• Provided data:
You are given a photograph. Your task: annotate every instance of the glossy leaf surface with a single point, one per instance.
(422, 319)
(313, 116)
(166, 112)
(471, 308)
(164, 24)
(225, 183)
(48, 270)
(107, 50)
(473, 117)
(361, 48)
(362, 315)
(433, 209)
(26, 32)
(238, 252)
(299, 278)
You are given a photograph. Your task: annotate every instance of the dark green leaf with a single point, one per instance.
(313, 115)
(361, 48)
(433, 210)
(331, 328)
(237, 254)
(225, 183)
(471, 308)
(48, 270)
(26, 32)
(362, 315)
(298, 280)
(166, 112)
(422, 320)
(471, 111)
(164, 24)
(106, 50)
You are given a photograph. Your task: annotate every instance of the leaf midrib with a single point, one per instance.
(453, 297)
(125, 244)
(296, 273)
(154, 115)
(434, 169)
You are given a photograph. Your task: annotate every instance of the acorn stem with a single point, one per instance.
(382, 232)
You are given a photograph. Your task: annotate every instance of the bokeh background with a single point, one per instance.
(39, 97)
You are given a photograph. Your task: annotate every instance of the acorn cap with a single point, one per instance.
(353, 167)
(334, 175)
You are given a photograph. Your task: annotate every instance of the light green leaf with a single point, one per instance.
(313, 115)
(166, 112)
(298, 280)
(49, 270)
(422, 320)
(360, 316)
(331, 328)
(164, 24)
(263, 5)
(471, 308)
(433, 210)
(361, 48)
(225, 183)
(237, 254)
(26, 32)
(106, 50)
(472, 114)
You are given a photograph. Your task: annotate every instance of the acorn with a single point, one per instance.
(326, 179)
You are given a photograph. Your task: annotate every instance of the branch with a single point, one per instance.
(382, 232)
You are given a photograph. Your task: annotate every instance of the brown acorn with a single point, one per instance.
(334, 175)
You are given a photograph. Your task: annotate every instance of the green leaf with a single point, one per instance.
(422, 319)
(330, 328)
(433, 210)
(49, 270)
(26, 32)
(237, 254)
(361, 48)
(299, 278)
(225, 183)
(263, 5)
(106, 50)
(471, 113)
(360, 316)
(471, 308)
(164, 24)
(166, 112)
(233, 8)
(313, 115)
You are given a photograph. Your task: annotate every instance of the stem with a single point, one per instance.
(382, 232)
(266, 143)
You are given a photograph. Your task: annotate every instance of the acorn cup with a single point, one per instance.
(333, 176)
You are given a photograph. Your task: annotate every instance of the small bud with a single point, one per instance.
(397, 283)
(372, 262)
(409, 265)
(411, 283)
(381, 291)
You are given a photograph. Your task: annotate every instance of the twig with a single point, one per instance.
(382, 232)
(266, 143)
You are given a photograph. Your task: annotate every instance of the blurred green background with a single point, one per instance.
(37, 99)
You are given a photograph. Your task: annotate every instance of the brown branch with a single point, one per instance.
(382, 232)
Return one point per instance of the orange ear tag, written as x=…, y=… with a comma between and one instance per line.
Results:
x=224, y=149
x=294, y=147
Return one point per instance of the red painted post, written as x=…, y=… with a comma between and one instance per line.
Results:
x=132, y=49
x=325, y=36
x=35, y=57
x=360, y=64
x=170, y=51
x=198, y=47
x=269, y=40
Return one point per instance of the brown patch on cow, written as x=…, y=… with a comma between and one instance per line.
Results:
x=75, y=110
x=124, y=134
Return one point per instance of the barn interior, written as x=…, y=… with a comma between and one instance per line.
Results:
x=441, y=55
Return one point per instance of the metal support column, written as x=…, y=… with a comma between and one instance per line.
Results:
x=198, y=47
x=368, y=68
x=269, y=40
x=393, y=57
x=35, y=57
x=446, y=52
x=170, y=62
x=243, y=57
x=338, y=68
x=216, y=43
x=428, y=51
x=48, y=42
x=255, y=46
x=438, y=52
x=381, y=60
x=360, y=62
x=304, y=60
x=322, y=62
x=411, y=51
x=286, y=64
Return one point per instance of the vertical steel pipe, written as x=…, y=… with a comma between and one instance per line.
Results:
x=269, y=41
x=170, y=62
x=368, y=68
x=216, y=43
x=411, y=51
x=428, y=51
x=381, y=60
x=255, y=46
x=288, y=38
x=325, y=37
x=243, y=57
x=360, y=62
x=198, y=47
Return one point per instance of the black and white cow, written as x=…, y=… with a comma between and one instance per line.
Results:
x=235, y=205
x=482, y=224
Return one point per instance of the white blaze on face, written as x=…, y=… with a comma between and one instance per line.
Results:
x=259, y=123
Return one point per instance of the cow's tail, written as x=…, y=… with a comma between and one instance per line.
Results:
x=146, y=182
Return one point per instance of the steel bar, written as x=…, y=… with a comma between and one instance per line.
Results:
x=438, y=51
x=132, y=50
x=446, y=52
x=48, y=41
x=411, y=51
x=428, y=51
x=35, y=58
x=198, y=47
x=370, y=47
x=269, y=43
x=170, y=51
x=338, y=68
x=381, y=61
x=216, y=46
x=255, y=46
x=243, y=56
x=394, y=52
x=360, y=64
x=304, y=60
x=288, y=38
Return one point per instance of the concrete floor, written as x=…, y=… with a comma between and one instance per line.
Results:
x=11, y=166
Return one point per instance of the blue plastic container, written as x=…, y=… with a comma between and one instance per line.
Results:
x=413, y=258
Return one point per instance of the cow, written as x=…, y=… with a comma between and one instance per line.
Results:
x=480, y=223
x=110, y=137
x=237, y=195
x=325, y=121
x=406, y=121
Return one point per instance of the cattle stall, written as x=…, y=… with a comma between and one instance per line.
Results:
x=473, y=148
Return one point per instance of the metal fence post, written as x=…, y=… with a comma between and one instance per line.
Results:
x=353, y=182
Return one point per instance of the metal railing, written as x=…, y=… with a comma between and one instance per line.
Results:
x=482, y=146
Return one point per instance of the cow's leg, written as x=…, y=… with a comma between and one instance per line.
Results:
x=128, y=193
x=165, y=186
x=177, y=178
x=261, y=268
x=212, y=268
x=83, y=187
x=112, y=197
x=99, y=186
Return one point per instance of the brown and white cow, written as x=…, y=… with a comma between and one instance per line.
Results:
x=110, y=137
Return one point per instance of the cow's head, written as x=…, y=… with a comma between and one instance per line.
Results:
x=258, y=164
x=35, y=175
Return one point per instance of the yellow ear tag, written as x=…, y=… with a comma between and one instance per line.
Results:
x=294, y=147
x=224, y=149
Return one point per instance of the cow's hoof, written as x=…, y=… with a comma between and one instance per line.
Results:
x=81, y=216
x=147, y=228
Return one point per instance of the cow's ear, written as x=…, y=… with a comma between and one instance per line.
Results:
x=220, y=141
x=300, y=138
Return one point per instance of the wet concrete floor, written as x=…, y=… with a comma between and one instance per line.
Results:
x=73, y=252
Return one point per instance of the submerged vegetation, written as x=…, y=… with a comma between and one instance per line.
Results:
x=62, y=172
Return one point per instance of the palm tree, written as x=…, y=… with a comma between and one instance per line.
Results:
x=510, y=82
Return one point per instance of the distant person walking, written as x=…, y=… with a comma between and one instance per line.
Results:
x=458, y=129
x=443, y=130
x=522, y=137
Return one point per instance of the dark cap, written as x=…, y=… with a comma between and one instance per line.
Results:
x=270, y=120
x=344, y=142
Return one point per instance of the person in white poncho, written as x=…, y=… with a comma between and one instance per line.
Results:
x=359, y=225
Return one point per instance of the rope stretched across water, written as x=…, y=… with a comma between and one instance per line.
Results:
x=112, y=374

• Exercise objective: Revise the records above by changing "rope stretched across water" to "rope strung across water" and copying every other line unchanged.

• Right answer:
You are given a photograph. Your task: annotate every instance of the glossy leaf surface with a single point, one per instance.
(422, 319)
(313, 116)
(166, 112)
(471, 308)
(164, 24)
(225, 183)
(48, 270)
(107, 50)
(473, 117)
(361, 48)
(362, 315)
(433, 209)
(26, 32)
(238, 252)
(299, 278)
You are given a photograph. Your task: annotate every instance of the dark green leaf with a single point, one per instance.
(313, 115)
(361, 48)
(433, 210)
(331, 328)
(237, 254)
(225, 183)
(471, 308)
(48, 270)
(26, 32)
(362, 315)
(298, 280)
(166, 112)
(422, 320)
(471, 111)
(164, 24)
(106, 50)
You are given a photograph. Your task: annotate every instance of the leaf midrib with a single point, one per instance.
(453, 297)
(125, 244)
(296, 273)
(154, 115)
(434, 169)
You are given a photograph. Your task: annotate every instance of the acorn stem with a single point, one per instance.
(382, 232)
You are given a photograph. Your task: annotate every instance of the bokeh background with a single point, one per instance.
(39, 97)
You are given a photograph. Your task: annotate every instance of the acorn cap with a single point, one per instance.
(353, 167)
(334, 175)
You are given a photograph. Your task: annotate every instance of the light green leaf with a single point, one per instance.
(313, 115)
(166, 112)
(298, 280)
(49, 270)
(422, 320)
(360, 316)
(331, 328)
(164, 24)
(263, 5)
(471, 308)
(433, 210)
(361, 48)
(225, 183)
(237, 254)
(26, 32)
(106, 50)
(472, 114)
You are given a photograph. Your task: annotate every instance of the acorn with a single point, one per instance.
(326, 179)
You are given a photograph. Your task: annotate every instance of the branch with a single point, one per instance.
(382, 232)
You are given a photograph. Your task: annotate every instance of the brown acorn with a single point, one per instance.
(334, 175)
You are given a photograph. Your task: annotate every instance of the green leaf with a single point, one per instance.
(422, 319)
(330, 328)
(433, 210)
(49, 270)
(26, 32)
(237, 254)
(361, 48)
(299, 278)
(225, 183)
(263, 5)
(106, 50)
(471, 113)
(360, 316)
(471, 308)
(164, 24)
(166, 112)
(233, 8)
(313, 115)
You are given a photograph. Your task: annotate every instance of the stem with a single point, one per instance.
(382, 232)
(266, 143)
You are given a photograph. Your task: annotate every instance of the acorn cup with a single point, one per instance.
(333, 176)
You are given a photograph. Your task: annotate every instance of the small bud with a single point, one per instance.
(397, 283)
(372, 262)
(409, 265)
(411, 283)
(381, 291)
You are given a photograph. Your task: annotate every instance of the twig with a single point, one per instance.
(382, 232)
(266, 143)
You are given a photograph. Your task: annotate every instance of the blurred green background with a single point, one per instance.
(37, 99)
You are given a photograph. Your task: annotate every instance of the brown branch with a single point, one per instance.
(382, 232)
Return one point per instance of the orange ear tag, written as x=…, y=… with a comma between and one instance per line.
Results:
x=224, y=149
x=294, y=147
Return one point per instance of the red painted post, written as x=…, y=… with a comma between and one instance per line.
Results:
x=132, y=49
x=325, y=36
x=35, y=57
x=360, y=64
x=170, y=51
x=198, y=47
x=269, y=40
Return one point per instance of the brown patch on cow, written as x=…, y=… with a comma between and one instance per line.
Results:
x=75, y=110
x=124, y=134
Return one point per instance of the barn interior, written as x=…, y=… with a comma between and one instance per line.
Results:
x=441, y=55
Return one point per instance of the metal support column, written as x=…, y=… with a comma between and one instance per line.
Results:
x=198, y=47
x=368, y=68
x=269, y=40
x=393, y=57
x=35, y=57
x=446, y=52
x=170, y=62
x=243, y=57
x=338, y=68
x=216, y=43
x=428, y=51
x=48, y=42
x=255, y=46
x=438, y=52
x=381, y=60
x=360, y=62
x=304, y=60
x=322, y=62
x=411, y=51
x=286, y=64
Return one point per instance of the vertical steel pipe, written as x=…, y=… with a comma between and one instance per line.
Results:
x=269, y=41
x=170, y=62
x=368, y=68
x=216, y=43
x=411, y=51
x=428, y=51
x=381, y=60
x=255, y=46
x=288, y=38
x=325, y=37
x=243, y=57
x=360, y=62
x=198, y=47
Return one point per instance of the black and white cow, written as x=…, y=… with a comma between and one instance per line.
Results:
x=235, y=205
x=482, y=224
Return one point per instance of the white blaze on face, written as x=…, y=… with a comma between and one instance per line.
Results:
x=259, y=123
Return one point per instance of the cow's tail, written as x=…, y=… with a comma between and one instance per line.
Results:
x=146, y=182
Return one point per instance of the steel bar, written as x=…, y=… with a comma between and one instance per line.
Results:
x=438, y=51
x=132, y=50
x=446, y=52
x=48, y=41
x=411, y=51
x=428, y=51
x=35, y=58
x=198, y=47
x=370, y=47
x=269, y=43
x=170, y=51
x=338, y=68
x=381, y=61
x=216, y=46
x=255, y=46
x=243, y=56
x=394, y=52
x=360, y=64
x=304, y=60
x=288, y=38
Return one point per instance of the concrete floor, written as x=…, y=… with a comma between and one instance per line.
Results:
x=11, y=166
Return one point per instance of the blue plastic container, written as x=…, y=… with a comma between and one instance per line.
Results:
x=413, y=258
Return one point per instance of the cow, written as x=…, y=… with a comma between and one instance per line.
Results:
x=480, y=223
x=110, y=137
x=237, y=195
x=325, y=121
x=406, y=121
Return one point per instance of the cattle stall, written as x=…, y=… with a comma between and one instance per line.
Results:
x=473, y=148
Return one point per instance of the metal fence post, written as x=…, y=… with a comma between and one instance per line.
Results:
x=353, y=182
Return one point per instance of the metal railing, written as x=…, y=… with a comma between and one instance per line.
Results:
x=482, y=146
Return one point per instance of the cow's leg, written as x=…, y=… with a comma between and one instance per line.
Results:
x=128, y=193
x=165, y=186
x=177, y=178
x=261, y=268
x=212, y=268
x=83, y=187
x=112, y=197
x=99, y=186
Return one point per instance of the brown and white cow, written as x=…, y=… with a comma between and one instance per line.
Results:
x=110, y=137
Return one point per instance of the cow's head, written as x=…, y=… with a comma between and one instance per line.
Results:
x=258, y=164
x=35, y=175
Return one point per instance of the yellow ear tag, written as x=…, y=… with a comma between and one instance per line.
Results:
x=294, y=147
x=224, y=149
Return one point per instance of the cow's hoof, written as x=…, y=… with a comma between and one instance per line.
Results:
x=81, y=216
x=147, y=228
Return one point per instance of the cow's ear, written as x=…, y=… with a comma between and one instance per line.
Results:
x=220, y=141
x=300, y=138
Return one point per instance of the wet concrete floor, written as x=…, y=… with a comma between and one instance per line.
Results:
x=73, y=252
Return one point per instance of the submerged vegetation, written as x=…, y=… with a comma between and one instance per line.
Results:
x=62, y=172
Return one point per instance of the palm tree, written as x=…, y=… with a comma between and one instance per line.
Results:
x=510, y=82
Return one point per instance of the distant person walking, written as x=…, y=… with a comma between and one instance per line.
Results:
x=458, y=129
x=443, y=130
x=522, y=137
Return one point per instance of the dark cap, written as x=…, y=… with a comma between and one instance per line.
Results:
x=270, y=120
x=344, y=142
Return one point per instance of the person in white poncho, written as x=…, y=… with a comma between and one instance per line.
Results:
x=359, y=225
Return one point per instance of the rope strung across water, written as x=…, y=… with a comma between and one instance per line.
Results:
x=112, y=374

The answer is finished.